--- start ---
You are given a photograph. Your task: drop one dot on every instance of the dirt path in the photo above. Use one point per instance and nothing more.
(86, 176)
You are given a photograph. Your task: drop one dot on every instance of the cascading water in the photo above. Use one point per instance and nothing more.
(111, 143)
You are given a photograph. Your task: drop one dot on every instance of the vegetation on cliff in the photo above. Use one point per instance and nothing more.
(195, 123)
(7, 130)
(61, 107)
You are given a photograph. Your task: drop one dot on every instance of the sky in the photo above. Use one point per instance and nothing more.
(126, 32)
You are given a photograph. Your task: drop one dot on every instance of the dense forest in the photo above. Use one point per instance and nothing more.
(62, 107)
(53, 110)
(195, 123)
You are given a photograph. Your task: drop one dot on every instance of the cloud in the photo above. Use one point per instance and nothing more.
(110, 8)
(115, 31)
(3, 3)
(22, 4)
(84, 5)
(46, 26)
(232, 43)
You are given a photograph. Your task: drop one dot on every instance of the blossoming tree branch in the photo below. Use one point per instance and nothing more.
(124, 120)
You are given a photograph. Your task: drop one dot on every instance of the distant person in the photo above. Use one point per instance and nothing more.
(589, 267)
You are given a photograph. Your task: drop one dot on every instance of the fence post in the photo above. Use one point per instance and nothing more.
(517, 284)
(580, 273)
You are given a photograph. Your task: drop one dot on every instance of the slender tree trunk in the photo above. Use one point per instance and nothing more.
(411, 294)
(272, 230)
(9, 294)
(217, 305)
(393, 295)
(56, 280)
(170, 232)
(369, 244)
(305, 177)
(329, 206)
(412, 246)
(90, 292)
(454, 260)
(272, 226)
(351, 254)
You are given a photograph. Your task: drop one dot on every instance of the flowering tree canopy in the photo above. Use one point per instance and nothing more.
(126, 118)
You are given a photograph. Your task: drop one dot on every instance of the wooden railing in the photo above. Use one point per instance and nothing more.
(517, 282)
--- end ---
# [TO DO]
Reproduce the entire listing above line for line, without changing a single character.

# [WRITTEN SOLUTION]
You are given a photograph. Your task: drop one dot on every instance of the dirt path in the photo above. Use one point per instance and nothing more.
(86, 176)
You are given a photograph. Your task: drop one dot on every instance of the cascading water in the photo above. Use one point per instance and nothing more.
(111, 143)
You are given a photograph. Your task: drop one dot on every instance of the vegetation on cliff in the photo above. Use one point per instance and nothing more.
(195, 123)
(7, 130)
(61, 107)
You are given a photograph. Your task: drop one dot on every instance of the sky in the photo above. Use one point per instance and nothing more.
(126, 32)
You are given a photograph. Your task: drop one dot on every instance of the dense forest in the photo above. Use one point per instance and nothing more.
(62, 107)
(53, 110)
(195, 123)
You are given a photograph. Your task: drop one dot on every instance of the cloud in the photo above. Use one point per instance and nothing more.
(110, 8)
(115, 31)
(3, 3)
(22, 4)
(84, 5)
(46, 26)
(232, 43)
You are given a photograph. Your task: drop one dot on every instance of the blossoming tree branch in the photo below. Use one point per instance and nothing more.
(124, 120)
You are given a photograph. Your task: drop one dot on every instance of the distant person in the photo above. Use one point per instance and nothing more.
(589, 267)
You are given a photograph. Your task: drop one dot on every instance of the fence post in the photo above. Use one point per instance and nothing more.
(517, 284)
(580, 273)
You are given a photograph. Your task: drop one dot on every instance of the slender tree trunk in the photo above. Use one point per instance and nothing more.
(411, 294)
(272, 230)
(9, 294)
(217, 305)
(393, 295)
(56, 280)
(170, 232)
(369, 244)
(305, 177)
(329, 206)
(412, 246)
(90, 292)
(454, 260)
(272, 226)
(351, 254)
You are given a photograph. Your task: drop one dot on every instance of the flowering tree canopy in the photo above. Use one point per instance and nothing more.
(126, 118)
You are given a photograph. Your task: drop one dot on every instance of the wooden railing in the photo above. Use one point per instance and nothing more.
(517, 282)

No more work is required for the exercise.